(Text begins)

History of US healthcare: How we got to the healthcare we have today

July 24, 2017

Jordan Halevy Sackler School of Medicine Tel Aviv University[‘History of US healthcare: How we got to the healthcare we have today’ was originally delivered as a presentation at Sackler School of Medicine at Tel Aviv University. Jordan Halevy, MS1, is the BRI chapter founder and president there. You can view Jordan’s video here.]

 

 

 

“The US is the only developed nation without universal health coverage!”
“Free markets have failed to provide adequate healthcare.”

history of US healthcare

Sentiments like these plague any healthcare policy discussion. America is the land of markets, after all, so blame should rest squarely on misguided economic liberalization, right? People have a tendency to accept this dogma without criticism, and it is used as the springboard for many critiques of the US system. Despite this common refrain, a cursory view of healthcare’s roots reveals a steady erosion of markets.

The past century is riddled with interventions wresting control away from physicians and centralizing it in the hands of the federal government and large firms. Rather than addressing policy issues as they arise, reviewing the healthcare system in historical context can reframe the discussion, revealing its foundational problems.

Let’s take employer-based coverage as an example. Over the years, legislation has attempted to address the pitfalls in this system. Obama’s Affordable Care Act (ACA) placed mandates on employers to cover employees and adhere to standards of coverage. The “portability” portion of the Health Insurance Portability and Accountability Act (HIPAA) passed in 1996 exists to manage insurance loss due to gaps in employment. Even before HIPAA, the Consolidated Omnibus Budget Reconciliation Act of 1985 (COBRA) was tinkering with guaranteeing coverage after being laid off from work.

(Text ends)
(Input data begins)

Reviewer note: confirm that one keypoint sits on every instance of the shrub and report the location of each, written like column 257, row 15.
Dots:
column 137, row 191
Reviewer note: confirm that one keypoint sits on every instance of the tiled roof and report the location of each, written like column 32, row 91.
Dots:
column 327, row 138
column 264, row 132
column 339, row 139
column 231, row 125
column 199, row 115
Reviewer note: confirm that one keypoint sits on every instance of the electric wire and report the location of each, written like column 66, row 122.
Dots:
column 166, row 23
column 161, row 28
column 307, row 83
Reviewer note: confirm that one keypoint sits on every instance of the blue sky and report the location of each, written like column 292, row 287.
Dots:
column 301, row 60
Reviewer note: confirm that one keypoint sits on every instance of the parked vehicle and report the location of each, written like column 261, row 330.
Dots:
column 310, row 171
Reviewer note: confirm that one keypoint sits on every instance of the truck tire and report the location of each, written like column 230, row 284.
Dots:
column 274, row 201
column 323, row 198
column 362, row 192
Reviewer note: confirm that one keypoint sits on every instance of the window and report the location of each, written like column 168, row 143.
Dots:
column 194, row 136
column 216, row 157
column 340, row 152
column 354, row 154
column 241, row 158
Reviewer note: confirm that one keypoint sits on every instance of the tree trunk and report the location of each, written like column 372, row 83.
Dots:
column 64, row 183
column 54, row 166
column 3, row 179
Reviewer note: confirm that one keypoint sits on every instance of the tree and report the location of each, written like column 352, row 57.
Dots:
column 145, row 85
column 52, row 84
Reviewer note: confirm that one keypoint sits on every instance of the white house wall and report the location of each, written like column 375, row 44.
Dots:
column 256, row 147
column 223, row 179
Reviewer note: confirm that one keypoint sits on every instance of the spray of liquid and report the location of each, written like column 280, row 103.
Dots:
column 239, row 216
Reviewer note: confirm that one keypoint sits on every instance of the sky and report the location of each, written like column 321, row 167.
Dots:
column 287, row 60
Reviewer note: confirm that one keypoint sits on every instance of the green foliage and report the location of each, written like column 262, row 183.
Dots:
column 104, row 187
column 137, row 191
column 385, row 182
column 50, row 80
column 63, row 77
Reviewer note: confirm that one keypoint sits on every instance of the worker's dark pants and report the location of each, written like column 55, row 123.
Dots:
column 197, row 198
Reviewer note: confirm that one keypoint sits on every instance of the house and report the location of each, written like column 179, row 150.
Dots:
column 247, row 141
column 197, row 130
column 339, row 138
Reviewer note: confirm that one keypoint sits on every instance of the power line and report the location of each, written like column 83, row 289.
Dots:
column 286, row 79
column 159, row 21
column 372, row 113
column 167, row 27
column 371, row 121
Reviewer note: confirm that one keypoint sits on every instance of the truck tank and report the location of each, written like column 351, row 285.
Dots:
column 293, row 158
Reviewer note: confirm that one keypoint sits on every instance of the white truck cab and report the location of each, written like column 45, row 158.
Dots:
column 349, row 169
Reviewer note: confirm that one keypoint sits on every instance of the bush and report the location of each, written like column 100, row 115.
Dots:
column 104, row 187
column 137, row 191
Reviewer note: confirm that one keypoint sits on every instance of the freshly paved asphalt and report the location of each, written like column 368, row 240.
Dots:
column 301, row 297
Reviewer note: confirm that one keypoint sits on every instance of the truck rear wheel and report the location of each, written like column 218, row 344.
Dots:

(Input data ends)

▸ Tasks to complete:
**a.** Answer these questions from the article on US healthcare history, one answer per line:
(i) In what year was the Health Insurance Portability and Accountability Act passed?
(ii) Where was the article originally delivered as a presentation?
(iii) What did the Affordable Care Act place on employers?
**b.** Retype the stretch of the article on US healthcare history from "Sentiments like these" through "erosion of markets.".
**c.** List every piece of legislation that the article on US healthcare history names.

▸ Responses in order:
**a.**
(i) 1996
(ii) At Sackler School of Medicine at Tel Aviv University
(iii) Mandates to cover employees and adhere to standards of coverage

**b.**
Sentiments like these plague any healthcare policy discussion. America is the land of markets, after all, so blame should rest squarely on misguided economic liberalization, right? People have a tendency to accept this dogma without criticism, and it is used as the springboard for many critiques of the US system. Despite this common refrain, a cursory view of healthcare’s roots reveals a steady erosion of markets.

**c.**
Affordable Care Act (ACA)
Health Insurance Portability and Accountability Act (HIPAA)
Consolidated Omnibus Budget Reconciliation Act of 1985 (COBRA)